**Task requirements:**
Determine the number of lines in these entries that hold the word "multiple". Give the number and nothing more.

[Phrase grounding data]
»»

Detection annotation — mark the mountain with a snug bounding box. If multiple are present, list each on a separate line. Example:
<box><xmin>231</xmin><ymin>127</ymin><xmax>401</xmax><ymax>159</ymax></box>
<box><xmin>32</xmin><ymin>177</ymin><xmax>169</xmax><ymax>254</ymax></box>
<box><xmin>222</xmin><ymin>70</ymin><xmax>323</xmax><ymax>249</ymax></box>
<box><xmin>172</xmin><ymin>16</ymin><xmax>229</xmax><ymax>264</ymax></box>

««
»»

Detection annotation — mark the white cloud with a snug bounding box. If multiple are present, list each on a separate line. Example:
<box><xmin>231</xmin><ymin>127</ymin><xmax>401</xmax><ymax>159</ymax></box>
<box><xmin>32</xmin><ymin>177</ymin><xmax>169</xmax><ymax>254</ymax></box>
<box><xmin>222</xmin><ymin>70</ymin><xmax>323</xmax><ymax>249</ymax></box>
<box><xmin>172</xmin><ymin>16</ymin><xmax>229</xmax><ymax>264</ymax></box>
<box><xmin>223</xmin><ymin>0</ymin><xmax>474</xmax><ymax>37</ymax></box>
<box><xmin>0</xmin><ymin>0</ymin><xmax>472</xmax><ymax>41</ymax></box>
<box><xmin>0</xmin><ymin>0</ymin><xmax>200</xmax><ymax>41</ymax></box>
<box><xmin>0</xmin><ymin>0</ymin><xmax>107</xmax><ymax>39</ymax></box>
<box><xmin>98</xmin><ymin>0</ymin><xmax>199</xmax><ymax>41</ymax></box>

««

**Solution to this problem:**
2